▼▼▼

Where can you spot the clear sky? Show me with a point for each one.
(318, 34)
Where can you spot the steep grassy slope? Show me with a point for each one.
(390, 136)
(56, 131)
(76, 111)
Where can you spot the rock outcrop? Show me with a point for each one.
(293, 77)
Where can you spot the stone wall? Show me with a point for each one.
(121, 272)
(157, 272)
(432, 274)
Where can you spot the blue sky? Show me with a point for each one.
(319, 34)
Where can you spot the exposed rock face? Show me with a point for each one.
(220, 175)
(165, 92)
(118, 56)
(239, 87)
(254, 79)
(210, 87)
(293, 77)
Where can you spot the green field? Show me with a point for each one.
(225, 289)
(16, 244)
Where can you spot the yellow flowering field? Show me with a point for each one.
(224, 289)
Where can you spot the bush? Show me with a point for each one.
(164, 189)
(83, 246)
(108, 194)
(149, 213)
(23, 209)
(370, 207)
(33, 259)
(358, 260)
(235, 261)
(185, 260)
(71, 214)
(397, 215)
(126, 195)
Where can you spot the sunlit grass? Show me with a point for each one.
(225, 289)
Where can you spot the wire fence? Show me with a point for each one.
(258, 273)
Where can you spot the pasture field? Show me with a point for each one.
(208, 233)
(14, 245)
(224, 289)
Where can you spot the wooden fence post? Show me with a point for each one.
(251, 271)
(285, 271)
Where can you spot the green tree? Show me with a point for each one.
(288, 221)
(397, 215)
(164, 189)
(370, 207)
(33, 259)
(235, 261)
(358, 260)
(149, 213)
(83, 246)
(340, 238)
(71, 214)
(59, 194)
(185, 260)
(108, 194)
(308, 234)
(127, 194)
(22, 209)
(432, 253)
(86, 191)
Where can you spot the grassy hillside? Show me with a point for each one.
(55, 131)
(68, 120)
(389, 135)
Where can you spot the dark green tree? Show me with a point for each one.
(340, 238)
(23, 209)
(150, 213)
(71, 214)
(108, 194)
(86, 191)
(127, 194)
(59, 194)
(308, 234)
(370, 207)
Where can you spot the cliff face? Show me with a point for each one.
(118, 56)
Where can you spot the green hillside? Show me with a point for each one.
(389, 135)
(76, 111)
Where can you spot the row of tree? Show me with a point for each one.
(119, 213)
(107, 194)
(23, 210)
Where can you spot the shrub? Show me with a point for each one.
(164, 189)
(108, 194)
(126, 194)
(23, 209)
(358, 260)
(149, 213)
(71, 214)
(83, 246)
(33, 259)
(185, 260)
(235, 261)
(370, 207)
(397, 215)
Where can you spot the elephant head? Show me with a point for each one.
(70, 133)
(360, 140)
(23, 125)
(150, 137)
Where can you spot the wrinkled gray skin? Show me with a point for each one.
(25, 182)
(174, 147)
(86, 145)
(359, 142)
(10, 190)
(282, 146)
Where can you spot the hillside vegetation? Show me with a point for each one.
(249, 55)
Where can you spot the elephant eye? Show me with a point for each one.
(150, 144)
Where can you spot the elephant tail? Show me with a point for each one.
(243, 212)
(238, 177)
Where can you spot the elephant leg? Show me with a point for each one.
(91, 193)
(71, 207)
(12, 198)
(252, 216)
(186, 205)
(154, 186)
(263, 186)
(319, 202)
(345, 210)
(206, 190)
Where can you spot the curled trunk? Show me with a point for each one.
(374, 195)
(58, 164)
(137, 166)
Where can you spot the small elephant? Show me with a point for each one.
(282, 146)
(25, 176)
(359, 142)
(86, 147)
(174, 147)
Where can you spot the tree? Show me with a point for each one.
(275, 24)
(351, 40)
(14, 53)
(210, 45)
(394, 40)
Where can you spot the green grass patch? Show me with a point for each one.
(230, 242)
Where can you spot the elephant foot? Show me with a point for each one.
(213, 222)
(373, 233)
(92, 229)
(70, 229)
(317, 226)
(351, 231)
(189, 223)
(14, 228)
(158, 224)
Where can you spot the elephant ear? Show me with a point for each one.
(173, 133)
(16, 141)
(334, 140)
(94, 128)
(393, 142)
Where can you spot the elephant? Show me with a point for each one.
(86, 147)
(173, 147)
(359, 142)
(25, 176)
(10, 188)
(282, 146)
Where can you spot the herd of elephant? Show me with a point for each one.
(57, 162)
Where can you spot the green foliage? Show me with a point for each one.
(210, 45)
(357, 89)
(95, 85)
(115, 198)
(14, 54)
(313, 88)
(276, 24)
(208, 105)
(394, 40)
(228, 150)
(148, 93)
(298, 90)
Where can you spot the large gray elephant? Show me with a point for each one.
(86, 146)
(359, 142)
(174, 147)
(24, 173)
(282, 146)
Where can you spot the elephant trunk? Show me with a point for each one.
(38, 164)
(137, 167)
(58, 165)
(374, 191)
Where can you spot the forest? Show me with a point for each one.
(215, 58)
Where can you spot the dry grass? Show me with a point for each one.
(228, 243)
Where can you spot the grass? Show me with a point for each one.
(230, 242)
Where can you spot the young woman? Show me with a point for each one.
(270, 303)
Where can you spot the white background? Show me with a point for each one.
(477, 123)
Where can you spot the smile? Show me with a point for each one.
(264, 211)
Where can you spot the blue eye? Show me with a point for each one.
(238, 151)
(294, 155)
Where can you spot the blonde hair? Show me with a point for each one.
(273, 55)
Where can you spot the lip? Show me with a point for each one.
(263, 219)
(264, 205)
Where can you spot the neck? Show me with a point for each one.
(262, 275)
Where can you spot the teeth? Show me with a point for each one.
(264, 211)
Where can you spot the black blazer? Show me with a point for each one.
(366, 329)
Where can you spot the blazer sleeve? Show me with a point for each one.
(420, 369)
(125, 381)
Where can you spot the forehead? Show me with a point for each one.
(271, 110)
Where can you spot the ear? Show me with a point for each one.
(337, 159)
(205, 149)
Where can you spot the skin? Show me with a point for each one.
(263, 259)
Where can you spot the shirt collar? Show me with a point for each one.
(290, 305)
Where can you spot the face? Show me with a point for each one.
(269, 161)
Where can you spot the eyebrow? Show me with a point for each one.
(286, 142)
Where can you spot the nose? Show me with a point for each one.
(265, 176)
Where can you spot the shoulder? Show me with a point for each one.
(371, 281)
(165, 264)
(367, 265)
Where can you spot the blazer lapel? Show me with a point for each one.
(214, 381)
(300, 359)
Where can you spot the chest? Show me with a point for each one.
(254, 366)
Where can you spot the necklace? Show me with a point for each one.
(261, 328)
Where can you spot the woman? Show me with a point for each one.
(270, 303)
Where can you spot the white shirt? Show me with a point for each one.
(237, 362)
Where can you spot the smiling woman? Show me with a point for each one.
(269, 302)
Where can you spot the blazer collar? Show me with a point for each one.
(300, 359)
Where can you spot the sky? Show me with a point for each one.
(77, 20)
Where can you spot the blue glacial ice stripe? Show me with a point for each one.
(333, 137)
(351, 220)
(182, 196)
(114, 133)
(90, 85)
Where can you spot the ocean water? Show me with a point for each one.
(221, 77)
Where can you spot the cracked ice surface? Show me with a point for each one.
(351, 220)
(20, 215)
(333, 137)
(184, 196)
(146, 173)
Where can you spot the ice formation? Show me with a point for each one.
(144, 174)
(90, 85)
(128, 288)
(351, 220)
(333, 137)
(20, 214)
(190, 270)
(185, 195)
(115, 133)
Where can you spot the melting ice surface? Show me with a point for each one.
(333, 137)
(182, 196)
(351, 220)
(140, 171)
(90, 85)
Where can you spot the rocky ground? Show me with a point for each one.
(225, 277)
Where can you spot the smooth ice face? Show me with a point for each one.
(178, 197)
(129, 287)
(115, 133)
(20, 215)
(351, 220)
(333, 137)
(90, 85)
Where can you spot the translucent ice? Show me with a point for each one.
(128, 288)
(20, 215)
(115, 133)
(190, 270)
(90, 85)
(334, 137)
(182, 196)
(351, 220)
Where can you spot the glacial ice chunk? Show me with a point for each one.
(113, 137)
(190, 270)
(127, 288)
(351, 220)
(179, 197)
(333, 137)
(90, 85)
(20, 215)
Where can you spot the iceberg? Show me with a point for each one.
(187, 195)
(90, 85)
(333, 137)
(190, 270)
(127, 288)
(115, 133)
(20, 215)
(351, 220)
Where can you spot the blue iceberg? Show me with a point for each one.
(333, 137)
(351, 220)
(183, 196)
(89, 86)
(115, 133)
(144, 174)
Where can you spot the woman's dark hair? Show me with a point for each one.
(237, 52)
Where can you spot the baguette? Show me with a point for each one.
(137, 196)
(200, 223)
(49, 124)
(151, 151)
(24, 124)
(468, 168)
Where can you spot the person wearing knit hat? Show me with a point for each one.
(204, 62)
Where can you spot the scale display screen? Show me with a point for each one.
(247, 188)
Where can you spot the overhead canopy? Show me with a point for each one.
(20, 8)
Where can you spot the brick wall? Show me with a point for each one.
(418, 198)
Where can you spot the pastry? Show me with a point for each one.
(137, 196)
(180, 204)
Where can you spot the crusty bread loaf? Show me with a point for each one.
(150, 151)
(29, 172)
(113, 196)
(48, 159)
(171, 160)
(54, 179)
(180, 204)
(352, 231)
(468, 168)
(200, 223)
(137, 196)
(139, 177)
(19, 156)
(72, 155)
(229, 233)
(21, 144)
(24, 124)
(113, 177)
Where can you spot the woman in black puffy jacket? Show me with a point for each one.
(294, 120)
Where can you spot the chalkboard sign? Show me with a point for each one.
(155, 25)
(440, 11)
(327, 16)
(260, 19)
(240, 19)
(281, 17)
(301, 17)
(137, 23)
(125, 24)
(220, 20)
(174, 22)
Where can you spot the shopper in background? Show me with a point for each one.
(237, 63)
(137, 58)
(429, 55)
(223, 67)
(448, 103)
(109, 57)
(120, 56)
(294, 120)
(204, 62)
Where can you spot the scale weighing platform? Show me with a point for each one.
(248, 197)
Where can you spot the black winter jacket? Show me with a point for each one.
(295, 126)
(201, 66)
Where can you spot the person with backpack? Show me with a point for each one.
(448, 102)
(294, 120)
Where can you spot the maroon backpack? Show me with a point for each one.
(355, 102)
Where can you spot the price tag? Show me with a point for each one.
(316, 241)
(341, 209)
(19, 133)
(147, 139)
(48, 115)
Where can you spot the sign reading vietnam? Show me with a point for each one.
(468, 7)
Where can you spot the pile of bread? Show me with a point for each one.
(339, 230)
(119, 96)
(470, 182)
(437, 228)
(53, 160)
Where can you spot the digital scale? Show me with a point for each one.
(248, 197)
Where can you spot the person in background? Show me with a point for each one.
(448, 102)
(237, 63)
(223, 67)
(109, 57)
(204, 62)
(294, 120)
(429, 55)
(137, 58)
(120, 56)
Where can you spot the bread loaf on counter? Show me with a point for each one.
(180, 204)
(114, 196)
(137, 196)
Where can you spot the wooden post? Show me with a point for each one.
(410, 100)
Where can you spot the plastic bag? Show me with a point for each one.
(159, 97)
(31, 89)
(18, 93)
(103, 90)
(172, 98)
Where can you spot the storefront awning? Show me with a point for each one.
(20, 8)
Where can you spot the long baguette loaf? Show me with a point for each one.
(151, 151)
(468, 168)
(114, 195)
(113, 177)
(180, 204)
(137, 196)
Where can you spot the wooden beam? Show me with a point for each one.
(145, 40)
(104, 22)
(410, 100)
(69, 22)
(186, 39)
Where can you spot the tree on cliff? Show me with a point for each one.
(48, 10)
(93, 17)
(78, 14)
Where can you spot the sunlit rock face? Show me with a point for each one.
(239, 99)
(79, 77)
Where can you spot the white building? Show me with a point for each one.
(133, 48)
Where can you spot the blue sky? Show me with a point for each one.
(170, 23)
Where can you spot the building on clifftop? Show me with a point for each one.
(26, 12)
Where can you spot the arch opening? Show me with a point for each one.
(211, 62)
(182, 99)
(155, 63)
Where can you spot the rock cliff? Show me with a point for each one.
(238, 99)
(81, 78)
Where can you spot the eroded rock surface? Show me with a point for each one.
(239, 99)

▲▲▲

- _Task_
Give the lines from the one containing "Where can you spot the sign" through the end of the entries again, exactly as written and with no other lines.

- _Answer in full_
Where can you spot the sign reading vietnam? Show me with a point for each one.
(468, 7)
Where can you spot the pile of bread? Show me with a point for each one.
(339, 230)
(119, 96)
(470, 182)
(437, 228)
(53, 160)
Where can you spot the digital scale? Show me with a point for each one.
(248, 197)
Where can you spot the person in background? Show me with a point for each one.
(448, 102)
(237, 63)
(223, 67)
(109, 57)
(204, 62)
(294, 120)
(429, 55)
(137, 58)
(120, 56)
Where can you spot the bread loaf on counter? Show me with a point for each one.
(180, 204)
(114, 196)
(137, 196)
Where can you spot the wooden post? Show me with a point for each one.
(410, 100)
Where can you spot the plastic bag? Show me with a point for each one.
(159, 97)
(31, 89)
(18, 93)
(103, 90)
(172, 98)
Where can you spot the storefront awning? Show me with a point for each one.
(20, 8)
Where can you spot the long baguette loaf? Show me with a point for each one.
(151, 151)
(468, 168)
(114, 195)
(113, 177)
(180, 204)
(137, 196)
Where can you spot the wooden beam? Show me with a point for each one.
(145, 40)
(104, 22)
(410, 100)
(69, 22)
(186, 39)
Where can you spot the tree on cliff? Show me with a point for each one.
(48, 10)
(93, 17)
(78, 14)
Where can you spot the sunlit rock face? Show me with a point for each one.
(239, 99)
(79, 77)
Where can you spot the white building? Show me with a point for each one.
(133, 48)
Where can you spot the blue sky? Show me with a point for each one.
(170, 23)
Where can you spot the building on clifftop? Show me with a point for each one.
(26, 12)
Where can you spot the arch opening? Show me with a point for each one.
(211, 62)
(182, 99)
(155, 63)
Where can you spot the rock cliff? Show me with a point for each one.
(238, 99)
(81, 78)
Where can you spot the eroded rock surface? Show me with a point for each one.
(239, 99)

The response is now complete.